Brief »
Within the entries that follow, report how many lines contain the word "below", giving the number by itself.

[[ Input, beginning ]]

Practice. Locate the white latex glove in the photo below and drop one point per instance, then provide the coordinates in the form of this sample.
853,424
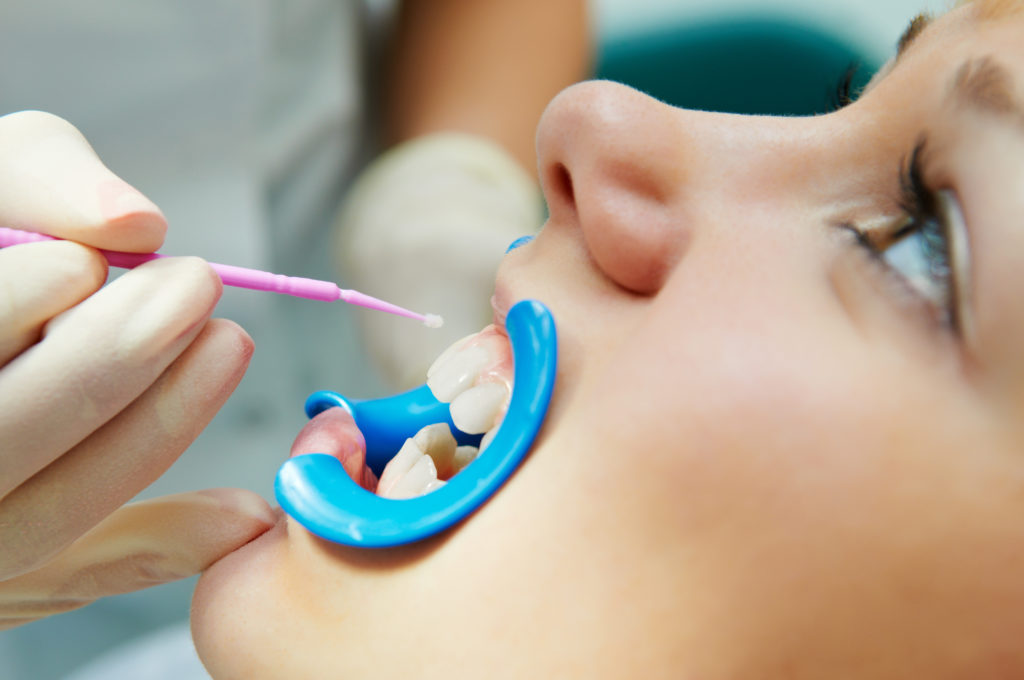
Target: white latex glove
425,227
101,389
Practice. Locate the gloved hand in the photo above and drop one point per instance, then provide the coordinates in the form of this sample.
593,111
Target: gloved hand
425,226
101,389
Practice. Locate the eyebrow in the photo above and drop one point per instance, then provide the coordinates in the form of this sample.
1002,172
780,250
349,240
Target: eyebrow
986,86
912,30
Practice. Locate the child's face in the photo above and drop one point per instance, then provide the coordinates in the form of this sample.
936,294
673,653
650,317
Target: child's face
768,455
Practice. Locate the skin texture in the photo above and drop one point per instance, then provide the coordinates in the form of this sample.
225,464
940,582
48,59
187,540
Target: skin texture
765,458
101,388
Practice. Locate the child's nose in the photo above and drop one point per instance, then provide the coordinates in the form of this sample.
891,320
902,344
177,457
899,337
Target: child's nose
608,164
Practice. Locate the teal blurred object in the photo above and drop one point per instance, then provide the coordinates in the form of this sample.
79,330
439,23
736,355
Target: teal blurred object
747,66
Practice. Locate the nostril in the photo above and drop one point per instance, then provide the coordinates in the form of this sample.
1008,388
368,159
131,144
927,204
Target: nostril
561,183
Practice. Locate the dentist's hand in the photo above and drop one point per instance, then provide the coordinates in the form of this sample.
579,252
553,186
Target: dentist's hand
101,389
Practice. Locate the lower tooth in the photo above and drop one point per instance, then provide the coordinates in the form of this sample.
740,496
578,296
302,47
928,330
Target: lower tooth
398,466
464,456
416,481
487,438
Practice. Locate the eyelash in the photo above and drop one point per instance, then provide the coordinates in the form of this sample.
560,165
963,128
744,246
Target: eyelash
925,218
843,93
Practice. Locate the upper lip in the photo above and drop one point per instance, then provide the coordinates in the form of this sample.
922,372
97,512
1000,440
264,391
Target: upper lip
501,302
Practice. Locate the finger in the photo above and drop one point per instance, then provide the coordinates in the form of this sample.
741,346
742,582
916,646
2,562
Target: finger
39,281
96,358
141,545
334,432
52,181
72,495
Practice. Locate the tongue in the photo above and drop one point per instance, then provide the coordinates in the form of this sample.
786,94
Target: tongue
334,432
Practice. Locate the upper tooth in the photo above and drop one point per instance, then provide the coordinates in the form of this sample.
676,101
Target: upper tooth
477,409
452,374
452,349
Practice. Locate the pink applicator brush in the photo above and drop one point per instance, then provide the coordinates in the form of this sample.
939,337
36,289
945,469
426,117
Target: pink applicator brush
244,278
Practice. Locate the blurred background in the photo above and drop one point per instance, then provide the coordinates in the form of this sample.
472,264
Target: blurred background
784,56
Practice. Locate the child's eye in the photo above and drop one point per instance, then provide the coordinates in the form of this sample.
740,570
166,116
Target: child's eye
928,250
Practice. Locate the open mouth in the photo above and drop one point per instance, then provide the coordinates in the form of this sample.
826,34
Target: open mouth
474,378
485,385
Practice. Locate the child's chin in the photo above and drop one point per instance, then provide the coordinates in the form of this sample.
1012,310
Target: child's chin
231,591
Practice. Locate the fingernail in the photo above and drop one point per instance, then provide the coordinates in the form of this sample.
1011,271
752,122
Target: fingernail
243,502
119,199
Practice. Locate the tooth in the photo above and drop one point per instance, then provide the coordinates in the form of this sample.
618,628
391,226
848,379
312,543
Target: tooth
437,442
456,372
464,456
476,410
416,481
396,468
452,349
488,437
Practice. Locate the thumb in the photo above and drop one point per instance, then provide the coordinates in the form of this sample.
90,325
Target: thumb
140,545
51,181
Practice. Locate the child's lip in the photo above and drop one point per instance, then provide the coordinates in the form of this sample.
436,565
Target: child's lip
335,433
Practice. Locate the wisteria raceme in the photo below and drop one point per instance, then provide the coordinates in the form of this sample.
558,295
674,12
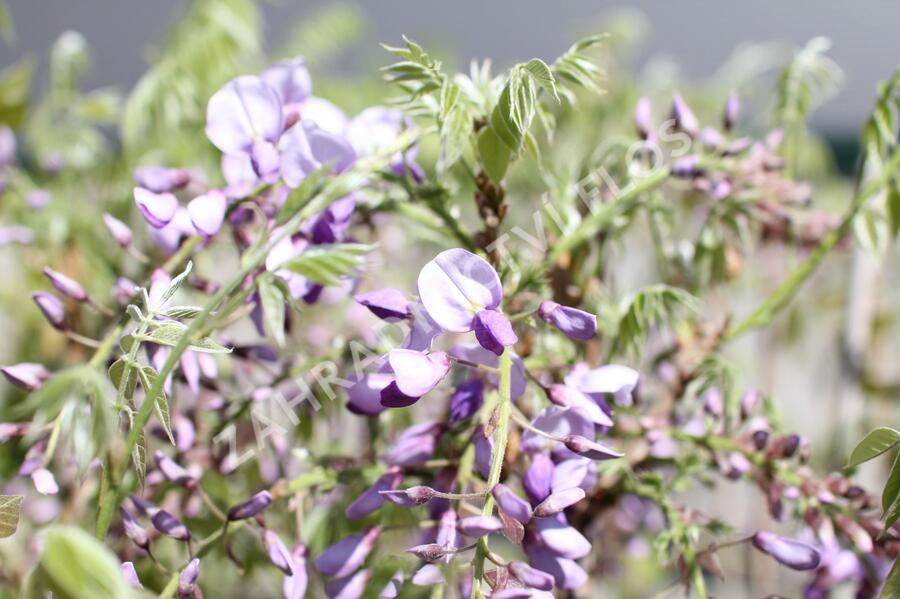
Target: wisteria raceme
475,339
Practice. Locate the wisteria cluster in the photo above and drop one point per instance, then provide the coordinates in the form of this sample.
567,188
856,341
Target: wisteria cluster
264,402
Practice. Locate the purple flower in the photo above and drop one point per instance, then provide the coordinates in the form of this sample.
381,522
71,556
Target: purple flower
306,147
245,113
130,575
575,323
294,586
590,449
618,381
385,303
188,578
170,526
158,208
371,499
417,373
277,552
479,526
207,212
536,481
788,552
349,587
684,116
52,308
252,507
462,292
291,81
466,400
134,530
348,554
160,179
531,577
511,504
120,231
558,501
415,445
67,286
26,375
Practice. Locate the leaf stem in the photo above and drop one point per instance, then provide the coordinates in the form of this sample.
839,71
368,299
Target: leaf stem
501,435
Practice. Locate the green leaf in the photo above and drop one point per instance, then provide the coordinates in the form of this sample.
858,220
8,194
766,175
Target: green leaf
892,486
182,312
891,588
543,76
873,445
326,264
494,154
273,309
9,514
160,402
77,566
170,334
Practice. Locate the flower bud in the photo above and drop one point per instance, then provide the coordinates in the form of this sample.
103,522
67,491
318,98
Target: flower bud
589,449
250,508
170,526
120,231
26,375
558,501
67,286
788,552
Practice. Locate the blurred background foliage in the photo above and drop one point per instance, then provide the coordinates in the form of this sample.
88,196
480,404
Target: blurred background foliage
79,146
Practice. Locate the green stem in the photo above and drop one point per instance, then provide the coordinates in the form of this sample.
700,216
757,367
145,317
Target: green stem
779,298
501,435
606,213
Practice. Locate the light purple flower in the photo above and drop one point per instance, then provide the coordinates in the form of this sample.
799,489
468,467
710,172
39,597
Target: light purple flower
479,526
244,113
158,208
385,303
26,375
120,231
575,323
371,499
417,373
306,147
252,507
348,554
455,286
278,553
130,575
294,586
67,286
558,501
511,504
291,81
788,552
207,212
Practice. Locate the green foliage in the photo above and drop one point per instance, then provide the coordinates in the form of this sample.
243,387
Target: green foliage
208,45
9,514
74,565
328,264
650,307
873,445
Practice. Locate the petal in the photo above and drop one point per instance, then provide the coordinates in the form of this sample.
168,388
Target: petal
418,373
207,212
455,286
158,208
494,331
245,110
385,303
290,79
348,554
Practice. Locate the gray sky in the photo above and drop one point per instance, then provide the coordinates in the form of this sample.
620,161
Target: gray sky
698,34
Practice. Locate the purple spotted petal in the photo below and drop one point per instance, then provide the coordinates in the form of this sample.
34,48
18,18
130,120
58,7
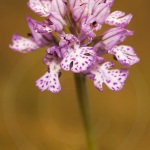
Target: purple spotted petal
23,45
117,18
125,55
41,7
73,3
59,6
113,36
56,21
49,81
78,12
78,60
42,28
42,39
114,79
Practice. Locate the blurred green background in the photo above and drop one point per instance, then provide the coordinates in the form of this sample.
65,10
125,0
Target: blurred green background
35,120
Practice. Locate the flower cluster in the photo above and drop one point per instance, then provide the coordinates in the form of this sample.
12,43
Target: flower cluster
70,30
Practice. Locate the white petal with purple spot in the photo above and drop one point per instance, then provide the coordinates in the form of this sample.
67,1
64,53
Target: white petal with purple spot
117,18
125,55
49,81
78,60
41,7
114,79
23,45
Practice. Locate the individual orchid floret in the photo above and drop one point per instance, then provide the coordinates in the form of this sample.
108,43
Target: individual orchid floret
56,22
117,18
94,19
59,6
23,45
76,58
43,27
79,12
88,25
112,37
41,7
73,3
125,55
67,43
41,39
79,59
114,79
50,80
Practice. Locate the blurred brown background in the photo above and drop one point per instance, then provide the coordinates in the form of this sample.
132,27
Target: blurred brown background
35,120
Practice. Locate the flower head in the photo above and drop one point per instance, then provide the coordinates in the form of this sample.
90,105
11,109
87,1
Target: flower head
70,30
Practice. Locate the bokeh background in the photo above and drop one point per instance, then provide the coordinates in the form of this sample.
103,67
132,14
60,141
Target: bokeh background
35,120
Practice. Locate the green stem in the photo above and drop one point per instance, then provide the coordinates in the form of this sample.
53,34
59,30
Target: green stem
80,82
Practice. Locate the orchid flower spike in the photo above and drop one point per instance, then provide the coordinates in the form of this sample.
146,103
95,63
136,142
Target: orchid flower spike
72,32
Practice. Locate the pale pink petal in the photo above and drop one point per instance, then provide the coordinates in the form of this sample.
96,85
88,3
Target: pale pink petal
78,60
125,55
49,81
41,7
114,79
117,18
59,6
56,21
23,45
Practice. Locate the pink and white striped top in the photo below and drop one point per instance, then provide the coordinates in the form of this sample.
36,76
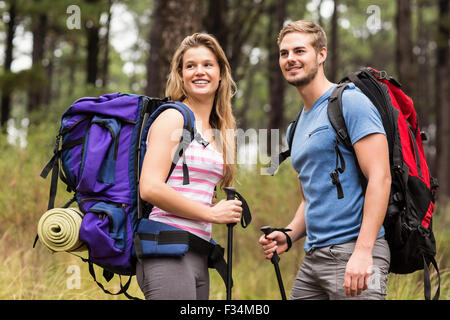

[[ Input, end ]]

Task answer »
4